EXCERPT TO READ =
=-=-=-=-=

The role of Mahmud was filled when Balink was out with coffee with Joshua and Othniel Wong and saw a young man, tall, strong, and handsome – as he expected for the role – driving by. Balink called the Wongs and they got into their car, then chased and caught the young man. The man, Mochtar, a Javanese of noble descent, was told to use the title Raden for the film, which he and his family had already abandoned. According to the Indonesian anthropologist Albertus Budi Susanto, the emphasis on Mochtar's title was meant as a way to draw a higher-class audience.

Artistic direction and some of the screenwriting was handled by Mannus Franken, an avant-garde documentary filmmaker from the Netherlands, whom Balink had brought to the Indies. Franken insisted on including ethnographic shots to better present the local culture to international audiences. Franken took an interest in the documentary and ethnographic aspects of the film, directing the shots for these portions, while the Wongs handled the general shots. According to Biran, this was reflected in the camera angles used.

Pareh, which had been recorded on 35 mm film using single-system devices, was brought to the Netherlands for editing. There the original voices of the cast were dubbed by actors in the Netherlands, resulting in stilted language use and heavy Dutch accents. Though initially the filmmakers had planned on using gamelan music, the poor quality of the recording equipment in the Indies led to the soundtrack being redone, using European-style music, in the Netherlands.

From start to finish the production of Pareh cost 75,000 gulden (approximately US$ 51,000), 20 times as much as a regular local production. After editing there were 2,061 metres of film, equivalent to 92 minutes of runtime.

==Release and reception==
Pareh was screened in the Netherlands as Pareh, een Rijstlied van Java (also noted as Het Lied van de Rijst) beginning on 20 November 1936. The film was also shown in the Indies. It was unable to recoup its costs and bankrupted the producers. The film was critically acclaimed in the Netherlands, partially owing to the emphasis of Franken's involvement. Although it was a commercial success amongst the intelligentsia in the Indies, Pareh was a failure with lower-class native audiences. Mochtar never viewed the film in full.

Historical reception of Pareh has generally been positive. Writing in 1955, the Indonesian author and cultural critic Armijn Pane opined that Pareh was technically unparalleled in contemporary Indies cinema, with careful continuity and dynamic cuts. He was critical, however, of the film's tendency to see the Indies' native population through European eyes and depict them as "primitive". The American film historian John Lent, writing in 1990, described Pareh as a "meticulously detailed and costly" film which attempted to not only earn money, but show the local culture. The American visual anthropologist Karl G. Heider considers Pareh one of the two most important cinematic works from the Dutch East Indies during the 1930s; Balink's later work Terang Boelan (Full Moon; 1937) was the other. Heider, John H. McGlynn, and Salim Said note that the film was of acceptable technical quality but is best remembered for changing the path of cinematic developments in the country.

==Legacy==
The release of Pareh was followed by a shift in genres popularised by the local cinema. The Teng Chun, who – together with Balink – continued to be the only active filmmaker in the country until 1937, began focusing on more modern stories and those which would be popular with native audiences. Biran suggests that this was influenced by Pareh. Other filmmakers in the late 1930s, partially inspired by Pareh, began to improve the quality of the audio in their films. Pane notes that, following Pareh, films produced domestically no longer centred around ethnic European casts.

Mochtar and Soekarsih, who first met on the set of Pareh, married after appearing together in Terang Boelan. This later production included much of the same cast and was highly successful, leading to a renewed interest in filmmaking in the Indies. Terang Boelan proved to be the most successful local production until 1953's Krisis (Crisis), released after Indonesia had become independent.

=-=-=-=-=

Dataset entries
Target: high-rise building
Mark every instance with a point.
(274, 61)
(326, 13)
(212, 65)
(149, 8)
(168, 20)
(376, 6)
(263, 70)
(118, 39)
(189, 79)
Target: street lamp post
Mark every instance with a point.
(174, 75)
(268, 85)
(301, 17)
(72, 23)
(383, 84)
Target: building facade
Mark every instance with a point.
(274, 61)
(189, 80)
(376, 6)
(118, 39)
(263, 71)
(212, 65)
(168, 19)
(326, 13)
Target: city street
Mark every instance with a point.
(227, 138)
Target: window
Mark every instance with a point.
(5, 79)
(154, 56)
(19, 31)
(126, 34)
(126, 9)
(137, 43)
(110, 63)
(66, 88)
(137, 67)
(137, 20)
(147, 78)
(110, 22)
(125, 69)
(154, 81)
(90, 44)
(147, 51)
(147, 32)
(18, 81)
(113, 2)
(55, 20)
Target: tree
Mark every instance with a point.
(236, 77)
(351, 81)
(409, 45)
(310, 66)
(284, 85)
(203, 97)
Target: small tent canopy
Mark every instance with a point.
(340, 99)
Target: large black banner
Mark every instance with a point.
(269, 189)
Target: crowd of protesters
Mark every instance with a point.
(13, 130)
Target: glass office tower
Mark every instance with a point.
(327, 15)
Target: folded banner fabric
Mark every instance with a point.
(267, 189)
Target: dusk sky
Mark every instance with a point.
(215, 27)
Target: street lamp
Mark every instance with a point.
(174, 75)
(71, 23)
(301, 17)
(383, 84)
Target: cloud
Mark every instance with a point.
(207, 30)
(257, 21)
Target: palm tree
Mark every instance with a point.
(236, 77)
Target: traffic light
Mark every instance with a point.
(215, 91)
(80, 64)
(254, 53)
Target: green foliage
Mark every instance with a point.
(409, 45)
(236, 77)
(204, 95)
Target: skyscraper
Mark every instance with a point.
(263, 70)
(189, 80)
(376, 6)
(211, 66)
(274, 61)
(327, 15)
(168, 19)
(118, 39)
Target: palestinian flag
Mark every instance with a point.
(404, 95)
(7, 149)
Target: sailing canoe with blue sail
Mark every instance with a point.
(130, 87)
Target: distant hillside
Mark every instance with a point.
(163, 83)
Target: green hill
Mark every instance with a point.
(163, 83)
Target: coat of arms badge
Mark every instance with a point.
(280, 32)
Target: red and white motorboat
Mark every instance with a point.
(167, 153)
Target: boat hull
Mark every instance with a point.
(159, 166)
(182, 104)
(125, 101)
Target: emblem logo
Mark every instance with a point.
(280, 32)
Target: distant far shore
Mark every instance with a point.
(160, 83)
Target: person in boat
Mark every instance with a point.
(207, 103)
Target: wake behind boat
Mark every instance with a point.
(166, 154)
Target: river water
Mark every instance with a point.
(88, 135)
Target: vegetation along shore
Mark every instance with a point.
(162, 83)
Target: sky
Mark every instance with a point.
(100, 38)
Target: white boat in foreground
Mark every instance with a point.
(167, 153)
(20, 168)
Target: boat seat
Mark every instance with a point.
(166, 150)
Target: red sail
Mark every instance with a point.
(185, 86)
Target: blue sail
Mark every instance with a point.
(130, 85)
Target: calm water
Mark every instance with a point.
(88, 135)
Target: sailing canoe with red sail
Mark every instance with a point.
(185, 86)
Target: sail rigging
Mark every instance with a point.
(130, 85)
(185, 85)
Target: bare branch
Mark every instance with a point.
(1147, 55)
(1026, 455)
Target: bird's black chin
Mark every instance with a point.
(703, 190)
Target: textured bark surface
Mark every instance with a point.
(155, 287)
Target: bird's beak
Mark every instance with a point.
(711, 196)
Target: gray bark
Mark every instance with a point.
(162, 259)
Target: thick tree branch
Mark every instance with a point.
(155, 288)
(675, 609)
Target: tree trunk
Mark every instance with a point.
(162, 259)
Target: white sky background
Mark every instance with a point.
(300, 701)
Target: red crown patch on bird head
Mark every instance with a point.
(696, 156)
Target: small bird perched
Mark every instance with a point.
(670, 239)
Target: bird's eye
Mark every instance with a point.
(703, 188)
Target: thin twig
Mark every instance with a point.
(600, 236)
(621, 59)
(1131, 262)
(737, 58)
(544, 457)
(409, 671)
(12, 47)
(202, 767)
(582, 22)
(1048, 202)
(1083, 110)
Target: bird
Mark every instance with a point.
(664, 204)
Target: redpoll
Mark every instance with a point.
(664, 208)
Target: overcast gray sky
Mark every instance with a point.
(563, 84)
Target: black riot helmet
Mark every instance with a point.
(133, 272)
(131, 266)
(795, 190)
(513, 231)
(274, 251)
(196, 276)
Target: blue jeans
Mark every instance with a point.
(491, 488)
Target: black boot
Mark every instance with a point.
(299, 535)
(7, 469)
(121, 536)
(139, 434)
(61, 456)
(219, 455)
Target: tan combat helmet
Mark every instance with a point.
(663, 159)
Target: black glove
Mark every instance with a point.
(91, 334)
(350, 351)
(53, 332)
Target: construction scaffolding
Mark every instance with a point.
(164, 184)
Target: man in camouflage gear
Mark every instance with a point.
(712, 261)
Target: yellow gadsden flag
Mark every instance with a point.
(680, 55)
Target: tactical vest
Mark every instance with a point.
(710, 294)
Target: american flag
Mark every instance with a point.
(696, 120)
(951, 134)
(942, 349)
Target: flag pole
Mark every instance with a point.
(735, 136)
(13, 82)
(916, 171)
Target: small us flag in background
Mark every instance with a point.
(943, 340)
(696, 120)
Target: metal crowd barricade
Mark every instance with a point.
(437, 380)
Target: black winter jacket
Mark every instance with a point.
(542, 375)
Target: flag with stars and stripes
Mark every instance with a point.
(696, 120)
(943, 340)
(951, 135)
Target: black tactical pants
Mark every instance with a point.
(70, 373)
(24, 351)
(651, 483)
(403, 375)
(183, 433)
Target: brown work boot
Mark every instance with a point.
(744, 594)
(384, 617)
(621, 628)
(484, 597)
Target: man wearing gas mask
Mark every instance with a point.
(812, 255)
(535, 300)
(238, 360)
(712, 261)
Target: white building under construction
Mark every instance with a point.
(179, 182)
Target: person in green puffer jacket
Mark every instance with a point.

=-=-=-=-=

TASKS =
• a. In the Pareh excerpt, copy the passage from "Mochtar and Soekarsih, who" up to and including "had become independent.".
• b. According to the Pareh excerpt, on what date did the film begin screening in the Netherlands?
• c. Can you rewrite the paragraph of the Pareh excerpt that begins "Pareh, which had been recorded" as a short list, keeping its main facts?

WRITTEN ANSWERS =
• a.
Mochtar and Soekarsih, who first met on the set of Pareh, married after appearing together in Terang Boelan. This later production included much of the same cast and was highly successful, leading to a renewed interest in filmmaking in the Indies. Terang Boelan proved to be the most successful local production until 1953's Krisis (Crisis), released after Indonesia had become independent.

• b. 20 November 1936

• c.
- Pareh was recorded on 35 mm film with single-system devices and taken to the Netherlands for editing.
- There, actors in the Netherlands dubbed the cast's original voices, resulting in stilted language and heavy Dutch accents.
- Gamelan music had been planned, but the poor recording equipment in the Indies led to the soundtrack being redone in the Netherlands with European-style music.